Письмо Л.Д. Троцкого в Политбюро ЦК РКП (б) «К вопросу об изъятии ценностей». 17 марта 1922
[РГАСПИ. Ф. 5. Оп. 2. Д. 48. Л. 16–17]
Троцкий считал необходимым поставить деятельность ВЦИК по изъятию церковных ценностей в зависимость от решений его комиссии. Одновременно он предлагал создать в Москве под руководством члена Президиума ВЦИК Т.В. Сапронова секретную комиссию, которая должна была взять на себя «политическую, организационную и техническую стороны дела»[329].
Уступая натиску Троцкого, Политбюро поручило Сапронову связаться с ним и запросить конкретные предложения по проведению всей кампании. В «совершенно секретном» письме членам Политбюро от 17 марта Троцкий формулирует свои 17 тезисов плана проведения кампании по изъятию ценностей. В них предусматривались: бурные агитация и манифестация на местах за изъятие; внесение раскола в православное духовенство и поддержка той его части, что выступала за безусловное выполнение постановления ВЦИК; постоянное наблюдение, контроль и арест лиц, противящихся изъятию; применение военной силы и полное изъятие в кратчайшие сроки, не останавливаясь ни перед чем.
В письме не упоминается имя патриарха Тихона, но общие «установки» относительно православного духовенства – вести слежку, предупреждать об ответственности и временно «не трогать», обличать «бесчеловечность» и жадность «князей церкви» – касались и патриарха.
Кроме того, план Троцкого предусматривал наряду с секретными комиссиями и организацию официальных комитетов помощи голодающим, которые могли бы вести переговоры с верующими, принимать передаваемые ценности, разрешать возникающие спорные вопросы, привлекать в качестве экспертов представителей духовенства и т. п.
В качестве первоочередных «жертв» изъятия рассматривались наиболее богатые городские храмы, прежде всего те из них, где служили «лояльные попы». Предварительным условием выдвигались такие меры, как активная пропаганда и агитация среди населения с подключением к ним представителей голодающих губерний, сосредоточение вокруг храмов частей особого назначения (ЧОН), коммунистов и сочувствующих. Всю кампанию намечалось начать не позже 31 марта; и рекомендовалось провести ее в кратчайший срок.
Записка Л.Д. Троцкого в Политбюро ЦК РКП(б) по вопросу изъятия церковных ценностей. 12 марта 1923
[РГАСПИ. Ф. 5. Оп. 2. Д. 48. Л. 10]
Жесткость позиции Троцкого объяснялась, с одной стороны, его представлениями о необходимости твердой политики при проведении изъятия ценностей, а с другой – тем, что он увязывал эту кампанию с активизацией борьбы с православной («тихоновской») церковью и поддержкой нарождающегося в ее недрах обновленческого движения. Для Троцкого последнее постепенно выдвигалось на первостепенное место. Именно об этом он писал в письме членам Политбюро еще 12 марта.

ВЫДЕРЖКА ИЗ СПИСКА.
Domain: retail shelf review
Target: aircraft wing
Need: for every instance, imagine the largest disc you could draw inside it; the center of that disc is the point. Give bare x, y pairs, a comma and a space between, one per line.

УСЛОВИЕ ЗАДАНИЯ. Процитируйте из текста о плане Троцкого по изъятию церковных ценностей отрывок от «Уступая натиску Троцкого, Политбюро» до «ни перед чем.» включительно.

ИТОГОВЫЙ ОТВЕТ.
Уступая натиску Троцкого, Политбюро поручило Сапронову связаться с ним и запросить конкретные предложения по проведению всей кампании. В «совершенно секретном» письме членам Политбюро от 17 марта Троцкий формулирует свои 17 тезисов плана проведения кампании по изъятию ценностей. В них предусматривались: бурные агитация и манифестация на местах за изъятие; внесение раскола в православное духовенство и поддержка той его части, что выступала за безусловное выполнение постановления ВЦИК; постоянное наблюдение, контроль и арест лиц, противящихся изъятию; применение военной силы и полное изъятие в кратчайшие сроки, не останавливаясь ни перед чем.